→ **Page extract**:
☆ ☆ ☆

Qwen3-8B All-Sparse Indexer

Experimental research artifact — a trained Dynamic Sparse Attention (DSA) indexer trained at 2K context length. This repository is intended as an exploratory learned sparse-attention index, not a finished production method. The inference code is written in MLX.

A lightweight sparse-attention indexer trained to approximate dense attention behavior in Qwen/Qwen3-8B. Conceptually, this is a DeepSeek-style learned index in the sense that a small auxiliary network predicts which key-value positions are worth keeping for attention. This is an independent research artifact and is not affiliated with DeepSeek. Early results suggest the approach can work in some settings, but more research is needed.

Runs natively on Apple Silicon (M1/M2/M3/M4) via MLX. No CUDA or bitsandbytes required.

☆ ☆ ☆

→ **Dataset records**:
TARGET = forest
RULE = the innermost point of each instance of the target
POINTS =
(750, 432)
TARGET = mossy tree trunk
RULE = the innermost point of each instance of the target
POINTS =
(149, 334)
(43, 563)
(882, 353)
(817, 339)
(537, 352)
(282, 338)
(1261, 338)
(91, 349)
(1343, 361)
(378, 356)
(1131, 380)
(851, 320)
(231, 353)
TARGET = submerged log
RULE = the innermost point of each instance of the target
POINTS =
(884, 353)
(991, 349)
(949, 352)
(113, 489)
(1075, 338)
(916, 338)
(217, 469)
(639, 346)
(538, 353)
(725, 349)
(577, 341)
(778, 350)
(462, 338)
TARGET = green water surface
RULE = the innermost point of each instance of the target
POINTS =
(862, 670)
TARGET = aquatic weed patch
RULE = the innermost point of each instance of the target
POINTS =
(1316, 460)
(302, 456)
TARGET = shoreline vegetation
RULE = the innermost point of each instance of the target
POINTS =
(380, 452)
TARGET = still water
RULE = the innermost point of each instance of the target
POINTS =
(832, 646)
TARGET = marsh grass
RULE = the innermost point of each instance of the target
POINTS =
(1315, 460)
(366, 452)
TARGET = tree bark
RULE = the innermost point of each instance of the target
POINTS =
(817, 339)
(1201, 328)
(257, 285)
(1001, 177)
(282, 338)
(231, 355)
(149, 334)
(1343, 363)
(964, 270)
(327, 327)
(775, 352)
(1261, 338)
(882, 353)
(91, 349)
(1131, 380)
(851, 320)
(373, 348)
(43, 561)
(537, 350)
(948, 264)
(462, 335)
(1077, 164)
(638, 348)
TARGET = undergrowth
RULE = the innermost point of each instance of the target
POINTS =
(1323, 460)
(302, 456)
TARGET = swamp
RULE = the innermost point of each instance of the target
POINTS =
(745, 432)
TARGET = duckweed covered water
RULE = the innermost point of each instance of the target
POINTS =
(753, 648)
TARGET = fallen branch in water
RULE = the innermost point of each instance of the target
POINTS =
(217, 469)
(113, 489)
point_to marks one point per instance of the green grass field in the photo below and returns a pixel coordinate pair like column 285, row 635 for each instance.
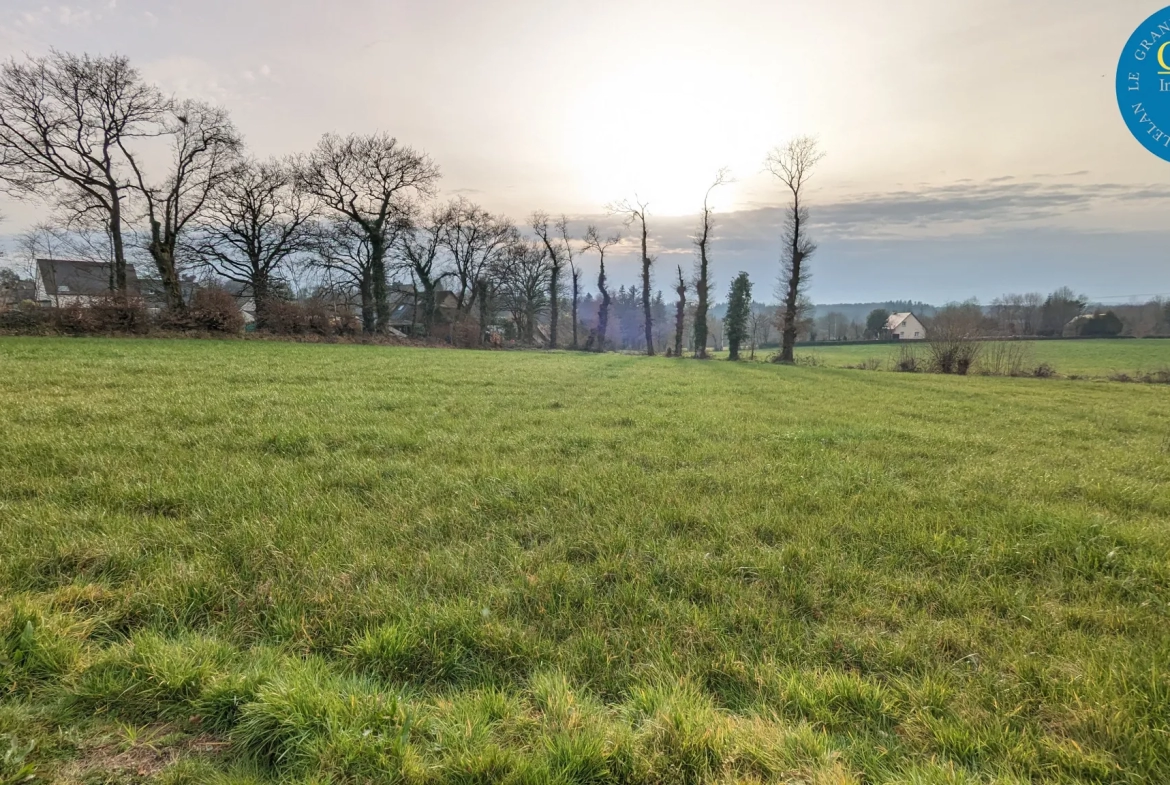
column 248, row 562
column 1087, row 358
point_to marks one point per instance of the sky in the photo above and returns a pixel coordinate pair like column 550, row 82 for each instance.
column 972, row 147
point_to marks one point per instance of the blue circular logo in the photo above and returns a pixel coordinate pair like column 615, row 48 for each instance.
column 1143, row 84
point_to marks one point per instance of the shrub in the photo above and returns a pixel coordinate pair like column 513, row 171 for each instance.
column 954, row 355
column 26, row 317
column 317, row 318
column 217, row 310
column 211, row 310
column 907, row 360
column 809, row 360
column 286, row 318
column 107, row 314
column 1006, row 358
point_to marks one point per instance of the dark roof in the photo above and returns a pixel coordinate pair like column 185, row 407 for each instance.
column 73, row 277
column 404, row 301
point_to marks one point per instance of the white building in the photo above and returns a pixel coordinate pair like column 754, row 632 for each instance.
column 906, row 326
column 61, row 283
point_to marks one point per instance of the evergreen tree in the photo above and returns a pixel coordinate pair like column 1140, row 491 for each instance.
column 735, row 323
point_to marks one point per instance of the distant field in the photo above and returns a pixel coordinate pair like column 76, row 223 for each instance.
column 1094, row 358
column 247, row 562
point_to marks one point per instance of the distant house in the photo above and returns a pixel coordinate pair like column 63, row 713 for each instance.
column 904, row 326
column 406, row 309
column 61, row 283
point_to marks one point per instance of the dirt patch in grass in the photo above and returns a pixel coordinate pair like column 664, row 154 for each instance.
column 155, row 749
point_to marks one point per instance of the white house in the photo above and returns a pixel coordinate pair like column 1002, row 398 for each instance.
column 61, row 283
column 904, row 326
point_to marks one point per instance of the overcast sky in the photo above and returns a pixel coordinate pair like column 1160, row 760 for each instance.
column 974, row 146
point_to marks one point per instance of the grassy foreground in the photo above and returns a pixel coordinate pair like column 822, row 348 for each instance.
column 1099, row 358
column 255, row 563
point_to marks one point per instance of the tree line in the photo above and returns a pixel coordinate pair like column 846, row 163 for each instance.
column 356, row 214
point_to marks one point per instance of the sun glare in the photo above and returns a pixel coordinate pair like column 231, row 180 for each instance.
column 662, row 130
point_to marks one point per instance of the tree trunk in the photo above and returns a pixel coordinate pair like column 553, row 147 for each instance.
column 553, row 305
column 787, row 353
column 482, row 286
column 119, row 253
column 260, row 295
column 162, row 250
column 646, row 294
column 575, row 309
column 369, row 310
column 701, row 288
column 380, row 294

☆ ☆ ☆

→ **Request 1**: From the page on the Qwen3-8B sparse-attention indexer, extract the passage that begins with the words "Experimental research artifact" and ends with the words "research is needed.".
→ **Request 2**: Copy the lines of the records from the line containing "point_to marks one point per instance of the evergreen" through the line containing "column 255, row 563", including both of those lines.

→ **Full answer 1**:
Experimental research artifact — a trained Dynamic Sparse Attention (DSA) indexer trained at 2K context length. This repository is intended as an exploratory learned sparse-attention index, not a finished production method. The inference code is written in MLX.

A lightweight sparse-attention indexer trained to approximate dense attention behavior in Qwen/Qwen3-8B. Conceptually, this is a DeepSeek-style learned index in the sense that a small auxiliary network predicts which key-value positions are worth keeping for attention. This is an independent research artifact and is not affiliated with DeepSeek. Early results suggest the approach can work in some settings, but more research is needed.

→ **Full answer 2**:
point_to marks one point per instance of the evergreen tree in the photo above and returns a pixel coordinate pair like column 1140, row 491 for each instance.
column 735, row 323
point_to marks one point per instance of the distant field in the photo above and returns a pixel coordinate pair like column 76, row 223 for each instance.
column 1094, row 358
column 247, row 562
point_to marks one point per instance of the distant house in the photo above and returns a pixel coordinate pair like column 63, row 713 for each instance.
column 904, row 326
column 406, row 309
column 61, row 283
point_to marks one point per instance of the dirt patch in grass in the photo above and returns a pixel coordinate pair like column 664, row 154 for each instance.
column 155, row 749
point_to marks one point per instance of the white house in the photo above and returns a pixel coordinate pair like column 1002, row 398 for each instance.
column 61, row 283
column 904, row 326
point_to marks one point per instance of the overcast sky in the photo above and returns a pixel coordinate pair like column 1160, row 760 for each instance.
column 974, row 146
point_to marks one point per instance of the grassy foreground in the photo above and returns a pixel coordinate pair like column 822, row 348 for each instance.
column 1099, row 358
column 255, row 563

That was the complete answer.